**Goal of the exercise**
Can you copy every one of the rows below word for word, without changing a single character?
- - - -
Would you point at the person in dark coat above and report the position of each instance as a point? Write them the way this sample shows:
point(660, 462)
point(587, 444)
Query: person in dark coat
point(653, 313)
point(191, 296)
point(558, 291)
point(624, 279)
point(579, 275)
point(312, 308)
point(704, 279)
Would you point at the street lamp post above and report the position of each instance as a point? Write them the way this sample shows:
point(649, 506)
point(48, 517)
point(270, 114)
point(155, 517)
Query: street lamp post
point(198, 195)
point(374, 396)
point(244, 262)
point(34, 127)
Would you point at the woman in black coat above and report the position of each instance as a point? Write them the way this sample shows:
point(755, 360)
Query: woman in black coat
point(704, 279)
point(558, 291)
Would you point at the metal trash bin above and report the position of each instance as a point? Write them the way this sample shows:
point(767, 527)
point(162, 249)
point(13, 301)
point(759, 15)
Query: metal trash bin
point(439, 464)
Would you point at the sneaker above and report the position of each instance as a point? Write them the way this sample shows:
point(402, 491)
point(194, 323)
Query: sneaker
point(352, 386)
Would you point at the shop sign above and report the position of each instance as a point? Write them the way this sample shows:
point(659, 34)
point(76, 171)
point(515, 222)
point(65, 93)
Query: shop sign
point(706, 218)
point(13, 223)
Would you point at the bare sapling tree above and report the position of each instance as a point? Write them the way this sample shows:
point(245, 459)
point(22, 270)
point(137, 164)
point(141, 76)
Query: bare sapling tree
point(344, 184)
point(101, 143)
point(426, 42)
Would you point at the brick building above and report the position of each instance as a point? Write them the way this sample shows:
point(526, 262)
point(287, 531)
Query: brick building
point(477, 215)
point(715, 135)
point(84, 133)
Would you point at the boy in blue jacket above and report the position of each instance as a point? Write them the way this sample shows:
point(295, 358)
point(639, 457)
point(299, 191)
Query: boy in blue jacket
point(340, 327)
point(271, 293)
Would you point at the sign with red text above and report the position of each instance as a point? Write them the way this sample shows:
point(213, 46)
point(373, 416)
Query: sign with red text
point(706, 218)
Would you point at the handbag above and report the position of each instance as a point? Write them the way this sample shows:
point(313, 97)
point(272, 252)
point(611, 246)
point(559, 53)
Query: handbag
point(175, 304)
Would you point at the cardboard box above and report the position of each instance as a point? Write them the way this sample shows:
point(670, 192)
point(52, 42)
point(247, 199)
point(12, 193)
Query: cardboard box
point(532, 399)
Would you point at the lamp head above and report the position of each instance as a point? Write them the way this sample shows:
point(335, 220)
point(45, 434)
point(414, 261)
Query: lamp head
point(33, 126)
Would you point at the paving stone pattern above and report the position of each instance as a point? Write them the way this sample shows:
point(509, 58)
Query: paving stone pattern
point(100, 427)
- - - -
**Response to the task**
Would you point at the person in dark coat above and report the position of each instance as a point? Write them the way this sample shows:
point(660, 462)
point(587, 444)
Query: person in dark coat
point(653, 313)
point(191, 296)
point(558, 291)
point(624, 279)
point(579, 275)
point(312, 308)
point(704, 279)
Would you point at the street lamp post above and report the position of each instance as a point? Write them the way this sample shows:
point(649, 506)
point(48, 517)
point(270, 114)
point(155, 517)
Query: street lamp post
point(198, 195)
point(374, 396)
point(244, 262)
point(34, 127)
Would you point at the woman in black coat above and report the position of each instance as a point? Write them the way this sample shows:
point(755, 360)
Query: woman in black coat
point(704, 279)
point(558, 291)
Would you point at the metal trash bin above and report the position of each instance as a point? Write them the way this sample shows:
point(767, 527)
point(162, 249)
point(13, 301)
point(759, 15)
Query: metal trash bin
point(439, 464)
Would you point at the sneaker above and report the position of each instance as a point? Write them the way this sample shows:
point(402, 491)
point(194, 323)
Query: sneaker
point(352, 386)
Would you point at the shop sign above and report the position of each instance as a point? Write them the way this sample shows:
point(659, 34)
point(76, 171)
point(515, 222)
point(65, 93)
Query: shop sign
point(706, 218)
point(13, 223)
Would you point at the bare sapling tree above and report the position of each instance as a point? Write them the way this sample shows:
point(245, 459)
point(22, 270)
point(137, 164)
point(141, 76)
Query: bare sapling tree
point(344, 184)
point(101, 143)
point(426, 42)
Would you point at the brick building above and report the position of each instance as a point? Write them the way this sample shows:
point(526, 262)
point(287, 531)
Query: brick building
point(477, 215)
point(715, 135)
point(84, 133)
Would you point at the boy in blue jacket above and report the position of each instance as a point? Write them the way this sample shows:
point(295, 358)
point(639, 457)
point(299, 191)
Query: boy in blue jacket
point(340, 327)
point(271, 293)
Would you point at the sign with red text above and report the position of each instance as a point? Write them the way this sample shows:
point(213, 46)
point(373, 416)
Query: sign with red text
point(706, 218)
Would you point at the handbag above and report the position of each instance as a point? Write them the way this sample shows:
point(313, 97)
point(272, 252)
point(611, 246)
point(559, 53)
Query: handbag
point(175, 304)
Would you point at the cardboard box above and report the position of each instance as a point? Write them the way this sample shows:
point(670, 192)
point(52, 42)
point(247, 199)
point(12, 193)
Query: cardboard box
point(532, 399)
Would you point at the lamp head above and report the position of each instance as a point? Write them the way this sample shows:
point(335, 220)
point(45, 434)
point(414, 261)
Query: lamp head
point(33, 126)
Would you point at the paving stone pattern above and report the position of each instance as a point? Write them the way this sample shows:
point(509, 58)
Query: paving stone pattern
point(100, 427)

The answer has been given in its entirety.